**What to work on**
Count how many lines in the records below contain the word "pale". Give only the number.
▬▬▬▬▬▬
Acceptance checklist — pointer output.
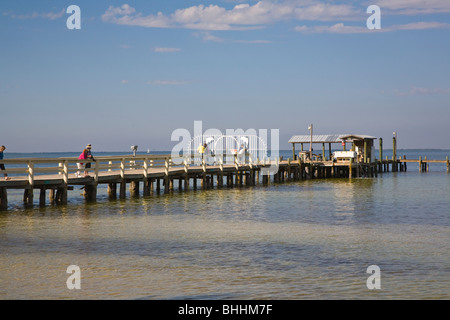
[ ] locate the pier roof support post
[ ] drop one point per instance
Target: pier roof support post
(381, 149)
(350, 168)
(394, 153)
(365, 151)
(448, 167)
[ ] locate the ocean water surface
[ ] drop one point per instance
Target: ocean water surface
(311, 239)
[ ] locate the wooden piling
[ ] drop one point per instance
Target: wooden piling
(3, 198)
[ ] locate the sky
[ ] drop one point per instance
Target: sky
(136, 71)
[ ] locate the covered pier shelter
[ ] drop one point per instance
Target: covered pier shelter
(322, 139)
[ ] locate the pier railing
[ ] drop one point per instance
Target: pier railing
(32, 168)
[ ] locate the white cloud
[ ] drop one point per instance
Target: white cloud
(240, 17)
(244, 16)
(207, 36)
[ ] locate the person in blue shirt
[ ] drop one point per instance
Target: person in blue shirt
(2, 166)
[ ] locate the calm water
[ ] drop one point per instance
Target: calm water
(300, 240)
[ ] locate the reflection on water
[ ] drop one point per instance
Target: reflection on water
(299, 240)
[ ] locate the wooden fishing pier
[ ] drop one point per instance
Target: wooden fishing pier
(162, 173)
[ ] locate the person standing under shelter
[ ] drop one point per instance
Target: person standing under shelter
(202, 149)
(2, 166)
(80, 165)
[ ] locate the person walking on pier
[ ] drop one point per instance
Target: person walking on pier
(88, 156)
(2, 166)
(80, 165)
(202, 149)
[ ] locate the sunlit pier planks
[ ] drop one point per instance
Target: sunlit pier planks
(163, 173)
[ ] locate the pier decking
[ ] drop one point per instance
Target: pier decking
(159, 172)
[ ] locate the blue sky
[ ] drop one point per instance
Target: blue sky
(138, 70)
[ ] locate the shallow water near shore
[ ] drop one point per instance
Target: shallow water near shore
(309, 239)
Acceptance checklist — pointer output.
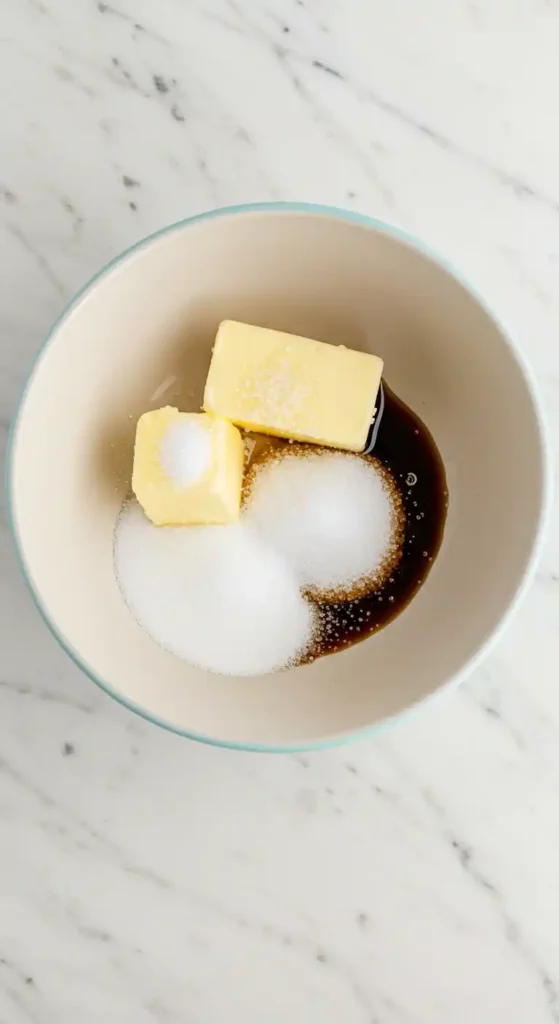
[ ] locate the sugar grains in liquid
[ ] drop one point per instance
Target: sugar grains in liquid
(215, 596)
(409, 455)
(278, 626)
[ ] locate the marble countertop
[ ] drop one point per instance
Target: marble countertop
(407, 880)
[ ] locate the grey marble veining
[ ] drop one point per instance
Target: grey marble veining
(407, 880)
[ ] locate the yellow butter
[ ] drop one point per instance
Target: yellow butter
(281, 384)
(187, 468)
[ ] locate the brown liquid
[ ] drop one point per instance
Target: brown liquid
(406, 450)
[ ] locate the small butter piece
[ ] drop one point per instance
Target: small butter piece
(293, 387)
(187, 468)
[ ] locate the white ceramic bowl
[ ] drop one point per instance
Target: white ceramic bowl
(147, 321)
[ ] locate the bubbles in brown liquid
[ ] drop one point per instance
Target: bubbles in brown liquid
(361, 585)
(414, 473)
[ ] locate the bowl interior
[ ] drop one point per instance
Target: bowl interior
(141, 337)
▬▬▬▬▬▬
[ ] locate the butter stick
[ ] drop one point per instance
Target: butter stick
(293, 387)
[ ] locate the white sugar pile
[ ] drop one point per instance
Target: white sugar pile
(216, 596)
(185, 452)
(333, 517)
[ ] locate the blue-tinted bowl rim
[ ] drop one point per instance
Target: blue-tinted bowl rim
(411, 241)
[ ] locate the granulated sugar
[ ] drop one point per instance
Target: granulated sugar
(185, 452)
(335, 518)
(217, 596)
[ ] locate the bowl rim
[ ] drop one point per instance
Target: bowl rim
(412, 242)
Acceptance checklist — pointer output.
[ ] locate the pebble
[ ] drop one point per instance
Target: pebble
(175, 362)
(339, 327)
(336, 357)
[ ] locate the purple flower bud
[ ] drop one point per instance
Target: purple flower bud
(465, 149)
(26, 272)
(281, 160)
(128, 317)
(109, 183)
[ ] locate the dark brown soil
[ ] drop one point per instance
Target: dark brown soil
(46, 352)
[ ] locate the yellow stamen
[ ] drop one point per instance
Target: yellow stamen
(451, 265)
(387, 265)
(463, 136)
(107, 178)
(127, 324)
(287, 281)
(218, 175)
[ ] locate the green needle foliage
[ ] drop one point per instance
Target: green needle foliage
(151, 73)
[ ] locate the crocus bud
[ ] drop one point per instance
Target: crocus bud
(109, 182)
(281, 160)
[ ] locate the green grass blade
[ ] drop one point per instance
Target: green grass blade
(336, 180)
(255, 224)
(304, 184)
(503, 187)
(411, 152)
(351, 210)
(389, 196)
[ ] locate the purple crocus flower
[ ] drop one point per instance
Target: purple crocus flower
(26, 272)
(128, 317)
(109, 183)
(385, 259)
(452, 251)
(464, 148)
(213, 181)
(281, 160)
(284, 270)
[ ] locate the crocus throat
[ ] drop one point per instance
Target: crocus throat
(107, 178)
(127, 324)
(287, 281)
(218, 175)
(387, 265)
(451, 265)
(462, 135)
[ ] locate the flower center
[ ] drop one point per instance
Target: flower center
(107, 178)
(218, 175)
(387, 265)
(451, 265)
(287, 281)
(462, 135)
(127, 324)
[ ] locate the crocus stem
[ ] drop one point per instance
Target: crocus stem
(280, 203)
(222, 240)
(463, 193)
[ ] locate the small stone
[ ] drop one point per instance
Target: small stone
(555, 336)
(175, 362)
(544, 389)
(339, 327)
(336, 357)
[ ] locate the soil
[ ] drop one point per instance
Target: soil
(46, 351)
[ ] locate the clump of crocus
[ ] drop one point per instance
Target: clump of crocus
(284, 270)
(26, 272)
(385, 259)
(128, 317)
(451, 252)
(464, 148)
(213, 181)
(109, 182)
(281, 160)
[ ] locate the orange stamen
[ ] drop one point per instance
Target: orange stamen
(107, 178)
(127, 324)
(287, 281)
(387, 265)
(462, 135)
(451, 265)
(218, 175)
▬▬▬▬▬▬
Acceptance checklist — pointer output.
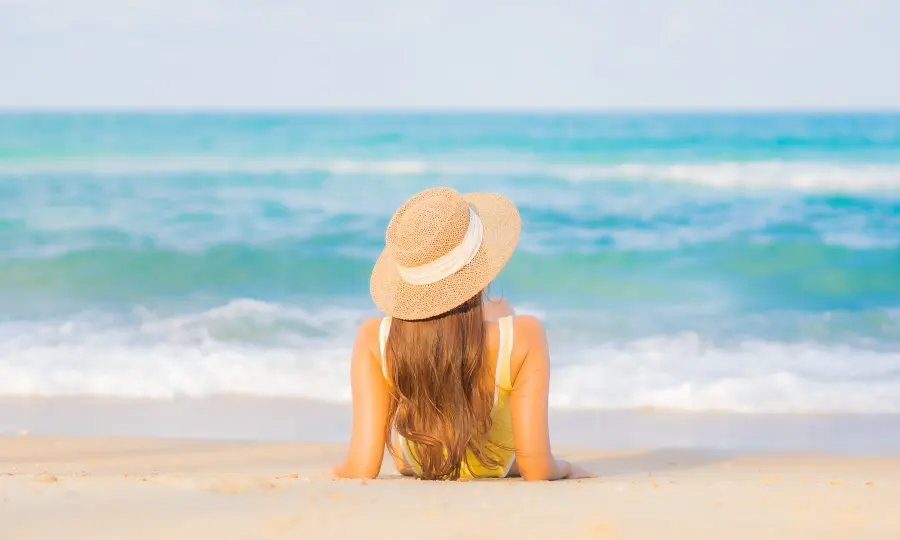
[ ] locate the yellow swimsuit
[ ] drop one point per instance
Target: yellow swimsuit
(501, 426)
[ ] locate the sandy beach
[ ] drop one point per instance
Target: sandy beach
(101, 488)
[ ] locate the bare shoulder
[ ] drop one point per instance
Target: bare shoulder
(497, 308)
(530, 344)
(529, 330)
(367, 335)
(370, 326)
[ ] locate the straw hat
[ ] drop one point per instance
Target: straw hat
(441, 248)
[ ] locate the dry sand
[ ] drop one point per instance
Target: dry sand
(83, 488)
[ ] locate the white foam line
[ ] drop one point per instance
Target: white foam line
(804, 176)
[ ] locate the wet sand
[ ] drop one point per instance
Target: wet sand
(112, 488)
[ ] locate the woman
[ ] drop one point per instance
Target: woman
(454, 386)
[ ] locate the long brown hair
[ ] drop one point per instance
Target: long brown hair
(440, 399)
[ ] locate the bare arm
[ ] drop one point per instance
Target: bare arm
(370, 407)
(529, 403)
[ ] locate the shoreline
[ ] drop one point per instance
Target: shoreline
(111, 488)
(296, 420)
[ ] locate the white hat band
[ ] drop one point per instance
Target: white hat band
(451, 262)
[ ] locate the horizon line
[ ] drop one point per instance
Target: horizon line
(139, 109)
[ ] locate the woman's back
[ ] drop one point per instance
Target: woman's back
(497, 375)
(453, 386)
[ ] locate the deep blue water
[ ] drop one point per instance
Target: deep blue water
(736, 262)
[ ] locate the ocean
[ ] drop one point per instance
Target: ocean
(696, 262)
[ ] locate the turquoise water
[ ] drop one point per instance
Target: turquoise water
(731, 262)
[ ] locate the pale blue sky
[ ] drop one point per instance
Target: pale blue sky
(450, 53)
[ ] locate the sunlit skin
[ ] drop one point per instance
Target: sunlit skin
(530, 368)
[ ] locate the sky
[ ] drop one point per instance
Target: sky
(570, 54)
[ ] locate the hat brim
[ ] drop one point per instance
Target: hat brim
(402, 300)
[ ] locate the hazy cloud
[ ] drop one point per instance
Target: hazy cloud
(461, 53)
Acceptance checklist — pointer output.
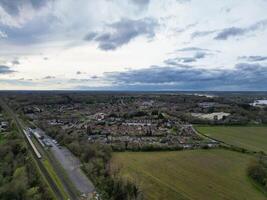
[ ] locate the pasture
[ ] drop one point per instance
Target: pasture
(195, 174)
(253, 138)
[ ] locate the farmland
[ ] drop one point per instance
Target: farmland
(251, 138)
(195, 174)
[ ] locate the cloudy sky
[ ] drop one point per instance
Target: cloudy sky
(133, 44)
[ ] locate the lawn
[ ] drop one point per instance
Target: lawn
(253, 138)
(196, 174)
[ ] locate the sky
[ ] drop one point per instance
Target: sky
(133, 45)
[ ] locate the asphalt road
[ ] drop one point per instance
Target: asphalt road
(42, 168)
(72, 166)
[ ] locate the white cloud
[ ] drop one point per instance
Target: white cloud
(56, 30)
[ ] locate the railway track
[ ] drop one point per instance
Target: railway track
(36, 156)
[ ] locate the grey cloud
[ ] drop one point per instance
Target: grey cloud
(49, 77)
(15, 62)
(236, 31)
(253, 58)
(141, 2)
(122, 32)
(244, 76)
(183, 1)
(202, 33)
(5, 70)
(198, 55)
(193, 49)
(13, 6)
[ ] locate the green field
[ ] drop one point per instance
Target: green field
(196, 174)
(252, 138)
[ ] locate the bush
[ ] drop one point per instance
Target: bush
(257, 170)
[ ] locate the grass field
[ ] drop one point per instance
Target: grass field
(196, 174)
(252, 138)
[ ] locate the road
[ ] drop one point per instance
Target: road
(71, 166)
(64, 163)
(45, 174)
▬▬▬▬▬▬
**Task output**
2